REQUEST:
Write out the lines below word for word, leaving out the pictures.

··· TASK DATA ···

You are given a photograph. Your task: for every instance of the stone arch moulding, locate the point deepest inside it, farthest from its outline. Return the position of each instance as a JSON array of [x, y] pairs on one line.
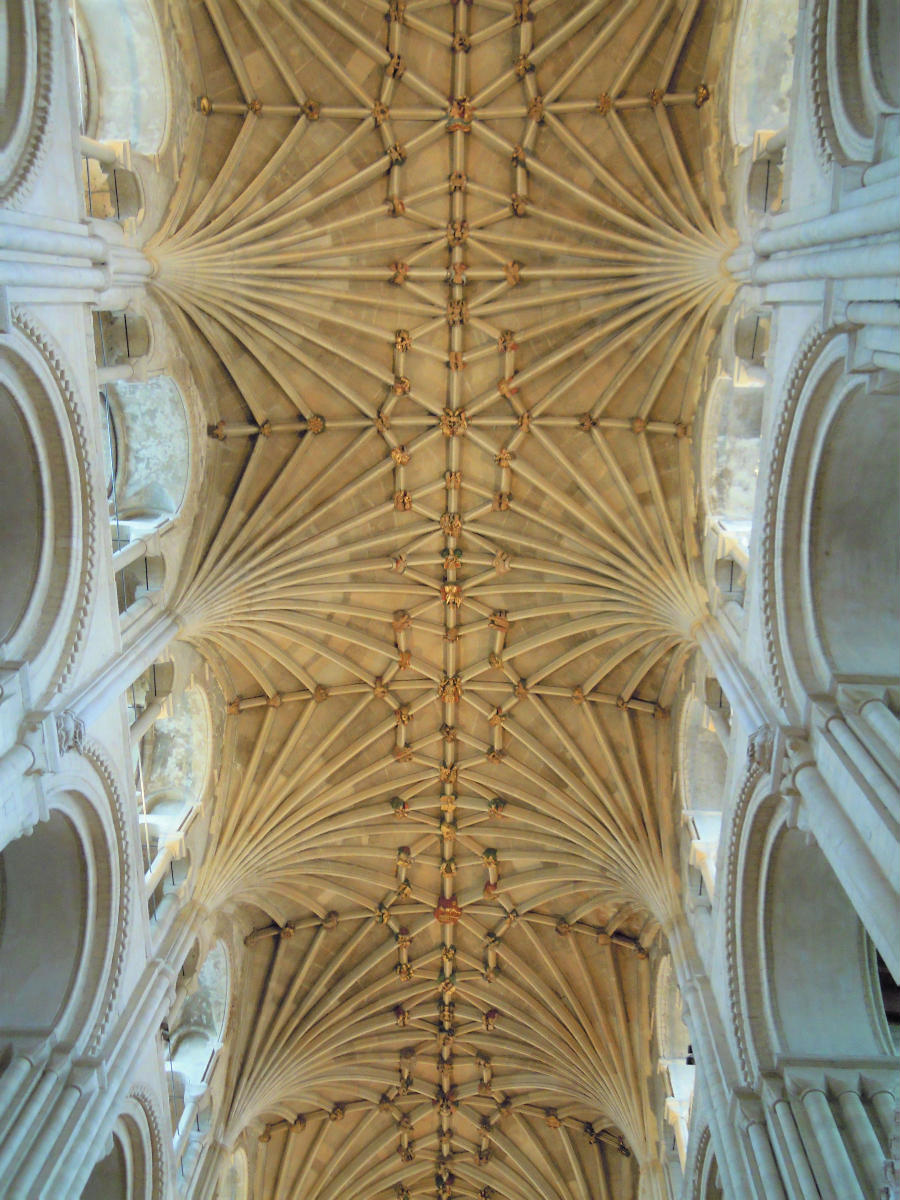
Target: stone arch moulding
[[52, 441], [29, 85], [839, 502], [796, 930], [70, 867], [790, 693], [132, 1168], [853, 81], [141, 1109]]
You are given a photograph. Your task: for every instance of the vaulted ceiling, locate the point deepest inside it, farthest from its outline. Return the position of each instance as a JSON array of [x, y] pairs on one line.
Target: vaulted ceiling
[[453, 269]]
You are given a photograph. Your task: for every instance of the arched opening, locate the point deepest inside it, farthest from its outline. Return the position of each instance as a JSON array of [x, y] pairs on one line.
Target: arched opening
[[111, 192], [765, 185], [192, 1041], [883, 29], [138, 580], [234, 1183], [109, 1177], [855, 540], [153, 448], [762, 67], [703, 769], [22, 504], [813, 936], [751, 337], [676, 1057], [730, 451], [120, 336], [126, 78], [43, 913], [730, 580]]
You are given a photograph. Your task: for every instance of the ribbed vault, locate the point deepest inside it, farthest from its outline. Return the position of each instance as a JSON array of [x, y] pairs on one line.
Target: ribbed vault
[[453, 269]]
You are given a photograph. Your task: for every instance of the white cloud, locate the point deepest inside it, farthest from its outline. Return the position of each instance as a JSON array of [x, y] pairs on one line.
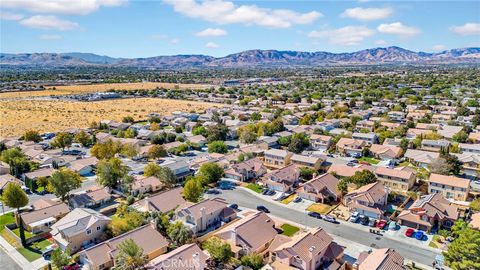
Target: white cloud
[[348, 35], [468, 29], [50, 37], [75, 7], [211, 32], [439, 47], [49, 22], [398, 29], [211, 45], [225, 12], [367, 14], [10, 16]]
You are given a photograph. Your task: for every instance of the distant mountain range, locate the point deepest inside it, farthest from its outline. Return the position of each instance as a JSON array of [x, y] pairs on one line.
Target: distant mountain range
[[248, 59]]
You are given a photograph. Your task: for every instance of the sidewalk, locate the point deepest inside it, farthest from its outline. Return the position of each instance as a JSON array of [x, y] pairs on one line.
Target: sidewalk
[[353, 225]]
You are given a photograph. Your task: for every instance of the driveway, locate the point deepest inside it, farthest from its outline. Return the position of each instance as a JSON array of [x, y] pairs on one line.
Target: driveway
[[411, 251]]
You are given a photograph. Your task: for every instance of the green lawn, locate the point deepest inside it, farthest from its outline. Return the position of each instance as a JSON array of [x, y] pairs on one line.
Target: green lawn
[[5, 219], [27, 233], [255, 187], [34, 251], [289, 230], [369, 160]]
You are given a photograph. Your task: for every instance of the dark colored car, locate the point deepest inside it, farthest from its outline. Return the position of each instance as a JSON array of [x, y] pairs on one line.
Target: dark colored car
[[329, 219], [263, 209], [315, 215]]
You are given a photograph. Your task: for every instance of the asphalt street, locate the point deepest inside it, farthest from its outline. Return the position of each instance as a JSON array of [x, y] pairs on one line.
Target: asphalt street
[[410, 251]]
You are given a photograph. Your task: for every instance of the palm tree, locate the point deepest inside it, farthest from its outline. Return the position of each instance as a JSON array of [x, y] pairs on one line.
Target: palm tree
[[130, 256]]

···

TASK SOLUTION:
You are given a photograph. Your task: for every instance of the stone arch moulding, locate the point deepest inside it, farthest from its outline. Return the position of each instance as a JSON array of [x, y] pairs on one line.
Target: stone arch moulding
[[52, 441], [29, 85], [839, 502], [796, 930], [70, 867], [790, 693], [132, 1168], [853, 81], [141, 1109]]
You are given a photograph. Your task: for every instance of the vaulted ceiling, locate the point deepest inside it, farthest from its outline. Return the position of each instance as a JSON array of [x, y] pairs on one line.
Target: vaulted ceiling
[[453, 269]]
You are given a photograph. Your task: for every instance of the arched opening, locate the point deepest inside it, farthest from its outline. Return the position of each instance as a JSON array of [x, y] pairs on one line.
Target: arched opening
[[111, 192], [765, 185], [192, 1041], [883, 29], [138, 580], [234, 1183], [109, 1177], [855, 540], [153, 448], [762, 67], [703, 769], [22, 504], [813, 936], [751, 337], [676, 1057], [730, 451], [120, 336], [126, 78], [43, 913], [730, 580]]
You are given a photograph. Your task: for every instance of the ribbed vault, locate the point deepest inside it, farthest from its outline. Return the position of each instance as a JSON array of [x, y] pairs on one line.
Target: ribbed vault
[[453, 269]]
You are given a photograph. Your task: for every instance of the white cloud, locate the point deepest inside it, farthest from its outline. Return the position of each instance as a JSON array of [x, y] pairs on one line.
Target: white cloud
[[348, 35], [468, 29], [50, 37], [75, 7], [211, 32], [439, 47], [49, 22], [398, 29], [211, 45], [225, 12], [367, 14], [10, 16]]
You are given a photograph. Your task: for every instance of the distant mountain range, locate the point deepest inside it, farthest from its outline. Return the position of each instance as a JSON array of [x, y] pairs on one line.
Target: distant mountain range
[[248, 59]]
You are given a photograph. Your task: for every instance of the sidewalk, locate the point deepest inside it, farthest from its outline. Return the position of each instance as a JSON array of [x, y] pairs on one line.
Target: sidewalk
[[353, 225]]
You are given a photograph. Your task: for every instance of the driveway, locate the point deepest inside it, farthest from its outline. Return the position of each instance as a JSON array of [x, y] pairs on one line.
Target: driveway
[[411, 251]]
You are given a photograph. Your task: for every instance of the green lawn, locate the point deepest inside it, farthest from its outline. Return the position of each instance as a JSON array of [x, y] pairs on one line.
Target: green lawn
[[5, 219], [27, 233], [255, 187], [34, 251], [289, 230], [369, 160]]
You are given a photograph. Your task: for every instance of the dark colored car, locate the point deepest inside it, farthest from its outline. Return the position of each instance as a JSON array of [x, y] pairs on one line.
Target: dark colored car
[[329, 219], [263, 209], [315, 215]]
You are given a photograph. Your task: for every instance of the asphalt street, locate the point deepest inside it, farthest from its outline. Return the position of each instance as a JSON array of [x, y] pairs on one line.
Target: asphalt street
[[410, 251]]
You are given a photograph. Your task: for every instance of the palm tree, locate the point deepest inside it, farthest from its outline. Return the position of each instance as a JSON array of [x, y] pairs on one line.
Target: palm tree
[[130, 256]]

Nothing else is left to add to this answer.